START Data to use

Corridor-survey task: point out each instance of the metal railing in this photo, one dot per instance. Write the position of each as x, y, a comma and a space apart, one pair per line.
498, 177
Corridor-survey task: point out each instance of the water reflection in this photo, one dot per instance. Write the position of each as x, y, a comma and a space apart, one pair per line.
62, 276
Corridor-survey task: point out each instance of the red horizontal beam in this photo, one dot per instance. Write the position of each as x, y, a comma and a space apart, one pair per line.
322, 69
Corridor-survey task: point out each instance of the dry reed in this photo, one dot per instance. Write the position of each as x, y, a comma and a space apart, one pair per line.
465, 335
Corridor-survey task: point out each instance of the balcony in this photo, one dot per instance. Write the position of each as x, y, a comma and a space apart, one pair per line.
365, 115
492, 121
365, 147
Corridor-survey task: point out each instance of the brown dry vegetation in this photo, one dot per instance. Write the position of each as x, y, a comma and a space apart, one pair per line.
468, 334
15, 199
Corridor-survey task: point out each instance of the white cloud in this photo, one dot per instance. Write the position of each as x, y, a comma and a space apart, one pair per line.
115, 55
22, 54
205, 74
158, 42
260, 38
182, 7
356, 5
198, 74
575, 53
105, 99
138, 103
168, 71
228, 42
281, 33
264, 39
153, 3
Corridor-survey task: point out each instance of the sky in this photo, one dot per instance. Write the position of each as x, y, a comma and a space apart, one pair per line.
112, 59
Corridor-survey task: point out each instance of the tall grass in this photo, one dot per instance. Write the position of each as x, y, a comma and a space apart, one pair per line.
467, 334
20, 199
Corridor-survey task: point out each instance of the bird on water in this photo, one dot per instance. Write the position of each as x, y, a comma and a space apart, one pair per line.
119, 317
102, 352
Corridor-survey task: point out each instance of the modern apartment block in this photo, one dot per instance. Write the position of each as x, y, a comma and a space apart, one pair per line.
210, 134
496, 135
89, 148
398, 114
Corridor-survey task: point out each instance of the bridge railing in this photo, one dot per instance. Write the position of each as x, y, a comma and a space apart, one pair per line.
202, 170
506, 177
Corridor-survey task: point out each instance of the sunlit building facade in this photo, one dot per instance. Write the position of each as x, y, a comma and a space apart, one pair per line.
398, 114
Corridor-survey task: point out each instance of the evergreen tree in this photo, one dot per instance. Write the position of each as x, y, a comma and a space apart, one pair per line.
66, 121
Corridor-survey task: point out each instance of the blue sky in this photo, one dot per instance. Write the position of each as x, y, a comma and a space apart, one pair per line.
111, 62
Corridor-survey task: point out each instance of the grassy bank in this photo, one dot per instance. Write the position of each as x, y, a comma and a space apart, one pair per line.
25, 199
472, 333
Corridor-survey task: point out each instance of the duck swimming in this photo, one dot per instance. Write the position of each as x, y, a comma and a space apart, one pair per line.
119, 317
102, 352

END Data to use

◆ Your task: Please output the full listing, keeping every character the same.

◆ Solution:
Corridor-survey task: point out each instance of the metal railing in this photo, one dot per instance. Write the position of each as x, y, a comma and a space apart, one pair per line.
498, 177
Corridor-survey task: point out each instance of the water reflection in this photo, one dot per instance. Write the position of each as x, y, a comma and a space apart, one pair per line.
62, 276
Corridor-survey task: point out each instance of the red horizontal beam in this photo, one dot per instance. Write the position of each as x, y, a comma and a space apart, one pair per line.
322, 69
Corridor-survey task: point out each instance of the dry reed in this photo, one dot per instance. Write the position of each as x, y, a comma and a space apart, one pair per line.
465, 335
Corridor-survey task: point out each instance of the balcony in this photo, one dot per instance. Write the position of each as x, y, a comma and a space apart, one pair per line.
365, 115
492, 121
365, 147
Corridor-survey task: point out each instance of the brown dry vegetation in this photo, one dot per instance. Write the position of each as x, y, a comma and a space apart, one pair per line.
468, 334
15, 199
Corridor-survey task: point out each instance of the white cloud in this photo, one dot per instance. Write the position of each as x, y, a comma and a space apart, one pair per line.
115, 55
22, 54
205, 74
158, 42
260, 38
182, 7
356, 5
198, 74
575, 53
105, 99
138, 103
168, 71
228, 42
281, 33
264, 39
153, 3
Corridor-survey task: point out each instance of the sky in this photo, one dot per instance. Write the position of each as x, y, a comma and a space apart, one pair per line.
112, 59
Corridor-survey task: point out each instance of the tall grass in this photo, one dot per instance. Write the position of each as x, y, a comma and a space apart, one pair per line.
467, 334
20, 199
Corridor-survey task: point out each instance of the bird on water in this photo, one dot per instance. Write the position of each as x, y, a comma and a space apart, one pair per line.
119, 317
102, 352
Corridor-survey task: point out each instance of the modern apartment block in this photo, one dot per instance. Write the position of each as x, y, a comma and a space apart, one pair per line.
210, 134
496, 135
89, 148
398, 114
Corridor-survey task: point out each instance of the bridge railing in this photo, one dot per instance. Write the position of each as x, y, a comma and a space apart, one pair per line.
202, 170
506, 177
Corridor-survey task: point out each instance of the sunlit building facade in this photo, one dot per instance. Write the position of each as x, y, a comma and a space apart, one pair per line.
398, 114
Corridor-survey task: point out each instance of the evergreen tree in this photo, one dot per instance. Write the position of each as x, y, a comma and a space apart, one pair per line.
66, 121
Corridor-survey task: point out each instance of the blue sky in this photo, one dot per instance. Write the position of each as x, y, a comma and a space apart, one pair per line.
111, 62
Corridor-survey task: point out each instance of the grassy bank in this photo, one dot per instance. Write the position of each as x, y, a comma and a space apart, one pair per line.
25, 199
472, 333
Corridor-survey task: point out each instance of the duck swimming in this photo, one dot per instance. Write the position of each as x, y, a comma and a space apart, one pair per line.
119, 317
102, 352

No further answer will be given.